SET PROBLEM 1:
In the forum thread about HMS Candytuft, which U-boat torpedoed the ship?
SET PROBLEM 2:
Count the lines of the records that contain the string "eyebrow", with case counting, and give only the number.
____ EXCERPTED PASSAGE
# HMS Candytuft



## philip green (Feb 4, 2009)

I'm currently researching the sinking of HMS Candytuft a Q ship in 1917 but photos and information is limited any help would be appreciated.


----------



## Steve Woodward (Sep 4, 2006)

Hi Philip,
For some reason information on the exploits of the Q ships is always hard to find, I have no images of Candytuft, she was an Anschusa class escort sloop built by Amrstrongs on the time in 1917 Jan to May, for some of her early life she was at Cork but then moved to the Med working as a Q ship
She was torpedoed twice by the U39 in the Med off Bougie, she had both her bows and stern blown off but did not sink and was subsequently blown ashore in Algeria becoming a total loss 18th Nov 1917.

Comanded by Commander Cochrane Candytuft disguised as a merchant ship had sailed from Gibraltar in the company of the Tremayne - a true cargo ship, and was on passage to Malta when Candytuft had her stern blow off by a torpedo, the merchant ship was told to flee whilst the Candytuft with many dead and injured went through the Q ship routine of abandoning ship - but keeping her gun crews back to man their hidden weapons - two 4" quick firers.
The U39 did not surface so the gunners fired at her periscope, the U39 responded with a second torpedo blowing the Candytufts bows off.
________
____ GIVEN RECORDS
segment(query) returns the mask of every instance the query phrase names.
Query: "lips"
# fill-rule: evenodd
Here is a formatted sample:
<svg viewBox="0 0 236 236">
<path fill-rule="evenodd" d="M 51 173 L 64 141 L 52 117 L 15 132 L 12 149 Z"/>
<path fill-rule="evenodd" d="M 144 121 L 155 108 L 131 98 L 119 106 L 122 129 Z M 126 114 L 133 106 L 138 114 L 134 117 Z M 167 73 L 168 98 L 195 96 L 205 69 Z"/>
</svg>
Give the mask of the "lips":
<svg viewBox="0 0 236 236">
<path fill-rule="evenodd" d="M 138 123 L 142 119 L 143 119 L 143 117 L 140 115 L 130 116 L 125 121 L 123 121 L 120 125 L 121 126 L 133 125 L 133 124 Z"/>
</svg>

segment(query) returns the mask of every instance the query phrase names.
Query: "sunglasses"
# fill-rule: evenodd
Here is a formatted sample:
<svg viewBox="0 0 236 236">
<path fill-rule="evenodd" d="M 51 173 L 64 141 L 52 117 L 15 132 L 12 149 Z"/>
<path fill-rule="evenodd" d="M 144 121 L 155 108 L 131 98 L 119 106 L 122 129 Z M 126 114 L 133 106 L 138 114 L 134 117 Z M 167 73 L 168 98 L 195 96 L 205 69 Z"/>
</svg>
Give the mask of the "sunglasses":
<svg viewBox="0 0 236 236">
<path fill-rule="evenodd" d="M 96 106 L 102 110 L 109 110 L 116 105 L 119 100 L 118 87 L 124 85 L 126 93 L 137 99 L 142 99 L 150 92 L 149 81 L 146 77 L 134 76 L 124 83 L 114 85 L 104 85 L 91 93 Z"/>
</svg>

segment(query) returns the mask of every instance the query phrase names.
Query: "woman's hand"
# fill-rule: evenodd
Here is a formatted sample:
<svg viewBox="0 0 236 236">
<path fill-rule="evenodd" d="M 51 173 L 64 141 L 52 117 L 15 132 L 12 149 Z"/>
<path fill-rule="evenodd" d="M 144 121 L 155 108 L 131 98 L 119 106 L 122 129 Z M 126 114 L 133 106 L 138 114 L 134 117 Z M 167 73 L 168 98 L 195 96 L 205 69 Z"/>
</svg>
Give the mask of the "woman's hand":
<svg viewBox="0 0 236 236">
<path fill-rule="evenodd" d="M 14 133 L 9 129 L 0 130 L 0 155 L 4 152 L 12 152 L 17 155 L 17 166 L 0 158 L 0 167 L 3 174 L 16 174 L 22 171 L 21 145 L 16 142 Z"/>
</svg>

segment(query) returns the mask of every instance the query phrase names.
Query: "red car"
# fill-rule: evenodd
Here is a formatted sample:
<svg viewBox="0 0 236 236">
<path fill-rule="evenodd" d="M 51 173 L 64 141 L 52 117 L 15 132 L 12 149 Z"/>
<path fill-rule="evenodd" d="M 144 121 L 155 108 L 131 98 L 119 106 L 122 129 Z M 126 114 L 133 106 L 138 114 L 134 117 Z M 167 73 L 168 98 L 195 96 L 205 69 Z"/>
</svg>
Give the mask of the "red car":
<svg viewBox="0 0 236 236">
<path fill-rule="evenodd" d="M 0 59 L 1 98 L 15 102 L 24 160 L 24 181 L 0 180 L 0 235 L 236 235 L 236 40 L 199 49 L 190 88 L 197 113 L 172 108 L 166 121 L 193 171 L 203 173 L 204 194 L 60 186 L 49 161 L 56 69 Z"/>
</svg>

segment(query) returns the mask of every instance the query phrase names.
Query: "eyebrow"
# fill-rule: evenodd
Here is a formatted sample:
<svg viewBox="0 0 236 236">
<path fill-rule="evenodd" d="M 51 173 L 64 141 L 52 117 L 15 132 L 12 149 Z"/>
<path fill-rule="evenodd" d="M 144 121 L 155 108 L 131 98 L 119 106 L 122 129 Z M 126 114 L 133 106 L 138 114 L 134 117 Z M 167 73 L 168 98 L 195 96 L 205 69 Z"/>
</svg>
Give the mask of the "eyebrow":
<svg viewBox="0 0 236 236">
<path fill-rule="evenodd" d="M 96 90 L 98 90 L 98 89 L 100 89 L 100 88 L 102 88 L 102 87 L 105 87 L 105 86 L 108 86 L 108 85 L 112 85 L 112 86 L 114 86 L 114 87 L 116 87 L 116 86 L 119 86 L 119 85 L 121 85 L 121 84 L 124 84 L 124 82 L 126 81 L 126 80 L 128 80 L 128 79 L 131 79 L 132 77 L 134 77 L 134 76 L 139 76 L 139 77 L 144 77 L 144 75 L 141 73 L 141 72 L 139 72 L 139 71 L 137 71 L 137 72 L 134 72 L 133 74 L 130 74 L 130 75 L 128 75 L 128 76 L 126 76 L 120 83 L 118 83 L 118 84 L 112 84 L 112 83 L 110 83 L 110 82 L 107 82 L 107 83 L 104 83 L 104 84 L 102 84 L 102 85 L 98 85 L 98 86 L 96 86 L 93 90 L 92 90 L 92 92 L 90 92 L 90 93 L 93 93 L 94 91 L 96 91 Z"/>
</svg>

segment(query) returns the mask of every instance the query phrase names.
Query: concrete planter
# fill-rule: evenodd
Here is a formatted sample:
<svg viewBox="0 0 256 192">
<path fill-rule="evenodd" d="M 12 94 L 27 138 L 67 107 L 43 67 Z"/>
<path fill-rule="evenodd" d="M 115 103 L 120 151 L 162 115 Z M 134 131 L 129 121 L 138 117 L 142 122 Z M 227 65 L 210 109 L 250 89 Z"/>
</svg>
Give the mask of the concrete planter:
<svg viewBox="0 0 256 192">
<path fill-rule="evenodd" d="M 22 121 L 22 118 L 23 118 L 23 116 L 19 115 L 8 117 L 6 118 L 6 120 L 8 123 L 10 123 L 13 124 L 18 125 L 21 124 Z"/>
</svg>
________
WRITTEN RESPONSE 1:
The U39.

WRITTEN RESPONSE 2:
2